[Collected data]
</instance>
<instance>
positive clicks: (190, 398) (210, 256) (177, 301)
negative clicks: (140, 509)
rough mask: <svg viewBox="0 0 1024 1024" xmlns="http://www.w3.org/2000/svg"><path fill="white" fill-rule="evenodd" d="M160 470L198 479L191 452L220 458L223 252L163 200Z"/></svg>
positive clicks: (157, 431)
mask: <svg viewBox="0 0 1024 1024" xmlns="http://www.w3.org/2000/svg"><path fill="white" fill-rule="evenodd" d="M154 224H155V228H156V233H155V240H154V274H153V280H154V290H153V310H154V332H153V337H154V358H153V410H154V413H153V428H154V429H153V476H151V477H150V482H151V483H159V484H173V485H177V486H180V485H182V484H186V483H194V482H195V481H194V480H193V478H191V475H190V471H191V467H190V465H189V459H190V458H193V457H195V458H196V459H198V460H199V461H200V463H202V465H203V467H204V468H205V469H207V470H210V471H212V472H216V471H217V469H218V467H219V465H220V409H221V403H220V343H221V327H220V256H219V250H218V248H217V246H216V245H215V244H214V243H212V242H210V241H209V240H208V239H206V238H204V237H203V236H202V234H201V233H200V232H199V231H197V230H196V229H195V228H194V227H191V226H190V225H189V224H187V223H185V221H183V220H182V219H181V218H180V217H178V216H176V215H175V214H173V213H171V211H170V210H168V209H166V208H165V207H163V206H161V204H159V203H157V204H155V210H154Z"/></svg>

• _ASSIGNED TASK_
Give back the data exactly.

• _YOUR RESPONSE_
</instance>
<instance>
positive clicks: (190, 398) (210, 256) (177, 301)
negative clicks: (140, 509)
rough mask: <svg viewBox="0 0 1024 1024" xmlns="http://www.w3.org/2000/svg"><path fill="white" fill-rule="evenodd" d="M160 470L198 479L191 452L220 458L223 252L163 200Z"/></svg>
positive clicks: (157, 431)
mask: <svg viewBox="0 0 1024 1024" xmlns="http://www.w3.org/2000/svg"><path fill="white" fill-rule="evenodd" d="M154 224H155V228H156V233H155V240H154V274H153V280H154V290H153V310H154V332H153V337H154V358H153V410H154V413H153V428H154V429H153V476H151V477H150V482H151V483H159V484H173V485H177V486H180V485H182V484H186V483H194V482H195V481H194V480H193V478H191V475H190V471H191V467H190V465H189V459H190V458H193V457H195V458H196V459H198V460H199V461H200V463H202V465H203V467H204V468H205V469H207V470H210V471H212V472H216V471H217V469H218V467H219V465H220V409H221V403H220V343H221V327H220V256H219V250H218V248H217V246H216V245H215V244H214V243H212V242H210V241H209V240H208V239H206V238H204V237H203V236H202V234H201V233H200V232H199V231H197V230H196V229H195V228H194V227H191V226H190V225H189V224H187V223H185V221H183V220H182V219H181V218H180V217H178V216H176V215H175V214H173V213H171V211H170V210H168V209H166V208H165V207H163V206H161V204H159V203H157V204H155V210H154Z"/></svg>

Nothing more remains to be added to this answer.